+++ Estratto del testo

Di sicuro, proprio nelle sue riflessioni sulla rivoluzione in Occidente, Gramsci spiega bene cosa intenda per “trasformazione del senso comune”. Com’è noto per il rivoluzionario sardo la rivoluzione (socialista) non è possibile se il “moderno Principe” (il partito d’élite o d’avanguardia della classe proletaria) non ha prima conquistato l’egemonia ideale e morale tra le larghe masse dei subalterni e dei “semplici”, dove la lotta per l’egemonia è appunto lotta contro il vecchio “senso comune” che le tiene soggiogate, da rimpiazzare con un “nuovo senso comune” che consisteva per lui nella “filosofia della praxis”, in altre parole del pensiero marxista rinnovato. “Trasformare” significava dunque per Gramsci non venire a patti con il vecchio senso comune, ma opporgliene uno nuovo, considerando che tra essi c’è un rapporto antitetico. Non si “devia” ciò che procede in direzione sbagliata e opposta.

++++++
+++ Dati grezzi

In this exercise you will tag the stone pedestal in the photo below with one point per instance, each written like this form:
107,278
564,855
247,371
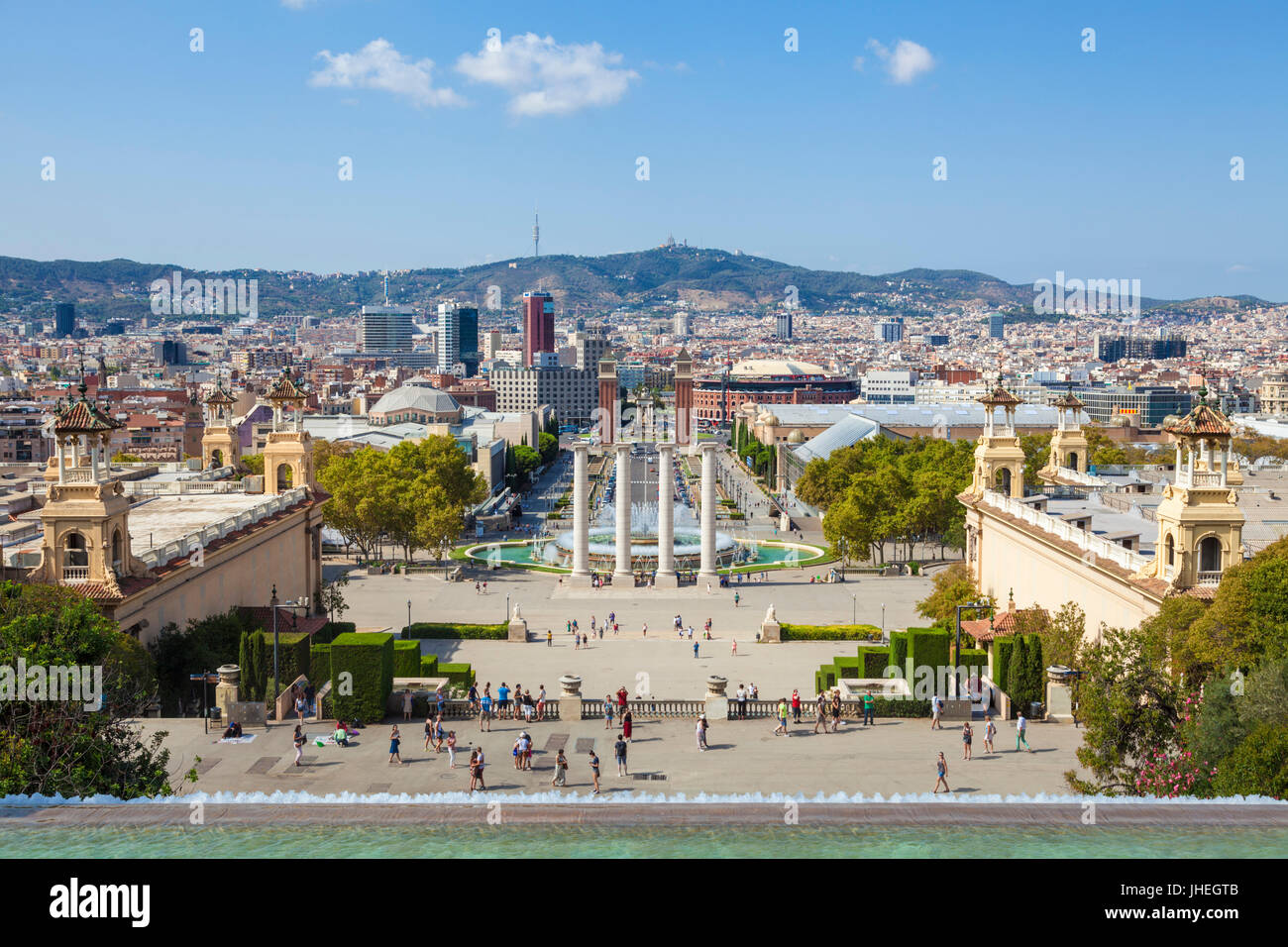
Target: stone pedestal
227,690
666,577
570,697
1059,702
622,571
580,512
707,562
717,705
518,626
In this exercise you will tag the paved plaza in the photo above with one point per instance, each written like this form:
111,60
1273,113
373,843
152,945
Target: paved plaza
745,757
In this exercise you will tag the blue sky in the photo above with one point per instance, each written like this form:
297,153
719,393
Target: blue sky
1106,163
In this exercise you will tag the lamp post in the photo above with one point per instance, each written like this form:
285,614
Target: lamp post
271,603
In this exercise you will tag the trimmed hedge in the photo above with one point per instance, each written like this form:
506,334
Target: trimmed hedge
459,674
370,659
928,647
458,630
900,651
320,665
829,633
406,659
1003,648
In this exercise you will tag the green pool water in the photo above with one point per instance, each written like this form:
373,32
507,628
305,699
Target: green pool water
500,841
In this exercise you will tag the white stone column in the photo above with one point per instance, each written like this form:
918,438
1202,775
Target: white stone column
707,569
580,512
622,571
666,515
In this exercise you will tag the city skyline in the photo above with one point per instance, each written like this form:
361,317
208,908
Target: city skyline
824,158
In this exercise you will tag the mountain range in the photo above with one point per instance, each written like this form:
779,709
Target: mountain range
708,278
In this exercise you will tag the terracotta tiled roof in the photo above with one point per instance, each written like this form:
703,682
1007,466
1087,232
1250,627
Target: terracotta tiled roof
1203,420
284,388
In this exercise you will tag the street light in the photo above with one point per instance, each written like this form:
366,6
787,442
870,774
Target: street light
271,603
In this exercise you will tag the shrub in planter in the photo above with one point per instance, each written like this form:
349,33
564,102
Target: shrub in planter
456,674
406,659
370,660
458,630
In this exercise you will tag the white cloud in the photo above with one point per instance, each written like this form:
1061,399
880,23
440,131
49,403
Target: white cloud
909,59
380,65
545,77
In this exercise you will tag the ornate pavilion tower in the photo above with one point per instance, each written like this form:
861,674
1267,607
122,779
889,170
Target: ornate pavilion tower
999,458
86,514
1069,446
219,442
288,453
1199,522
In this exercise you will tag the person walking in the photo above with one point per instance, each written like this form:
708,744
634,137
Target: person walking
782,716
820,712
1021,727
941,770
619,755
394,741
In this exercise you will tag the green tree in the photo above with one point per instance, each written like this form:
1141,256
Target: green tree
1129,709
63,748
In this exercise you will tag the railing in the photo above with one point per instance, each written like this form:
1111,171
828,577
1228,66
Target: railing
645,709
1104,549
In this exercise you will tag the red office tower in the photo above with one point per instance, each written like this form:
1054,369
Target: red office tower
539,326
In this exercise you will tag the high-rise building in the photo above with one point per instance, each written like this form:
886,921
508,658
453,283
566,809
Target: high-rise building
539,325
890,330
458,338
64,320
386,329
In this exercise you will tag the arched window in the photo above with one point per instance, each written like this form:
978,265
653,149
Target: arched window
1210,554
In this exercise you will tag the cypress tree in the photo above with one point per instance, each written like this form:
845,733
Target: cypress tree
1016,673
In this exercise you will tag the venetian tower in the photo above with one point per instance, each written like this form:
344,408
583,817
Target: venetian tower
288,451
86,514
220,445
1199,521
999,458
1069,446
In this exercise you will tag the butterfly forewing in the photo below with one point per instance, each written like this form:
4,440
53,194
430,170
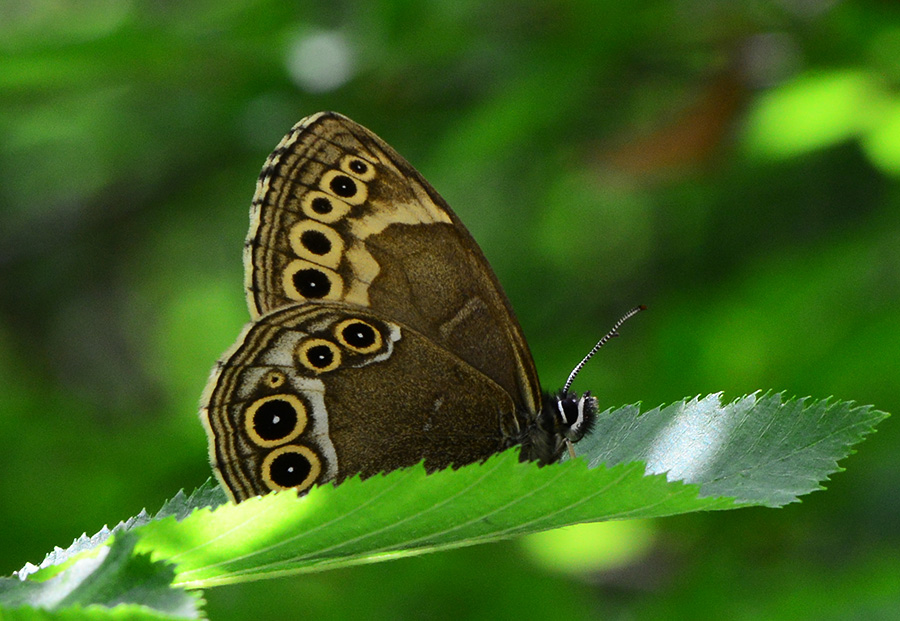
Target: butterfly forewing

++++++

**Compito da svolgere:** Prosegui il brano su Gramsci e la trasformazione del senso comune, riprendendo subito dopo la sua ultima frase.

**Risultato dell'esercizio:**
Non è per caso che Gramsci, proprio per qualificare la lotta contro il senso comune dominante, parli di “spirito di scissione”, per designare “…il progressivo acquisto della coscienza della propria personalità storica” da parte delle classi subalterne, coscienza di sé senza cui esse non diventeranno mai dirigenti facendosi Stato. Costruzione di questa coscienza di sé che per Gramsci era appunto la funzione decisiva del partito politico come intellettuale collettivo.
La cartina al tornasole dell’Euro(pa)
Una infallibile cartina al tornasole per comprendere cosa ci sia dietro alla “deviazione” del senso comune è l’approccio a quella che oggi è la questione delle questioni: l’Unione europea e il regime liberista-mercantilista della moneta unica.
In quattro decenni, soprattutto in Spagna, sotto la formidabile spinta dei fatti e della potente macchina propagandistica dei dominanti, si è venuto costituendo un “senso comune europeista”, l’idea volgare che “non si può tornare indietro” o, peggio, che tornare indietro equivarrebbe a sprofondare nella barbarie. Soprattutto in Spagna l’ideologia europeista è forte e capillare tra i cittadini perché l’approdo nell’Unione europea è stato considerato come la definitiva cesura col passato franchista, clericale e oscurantista.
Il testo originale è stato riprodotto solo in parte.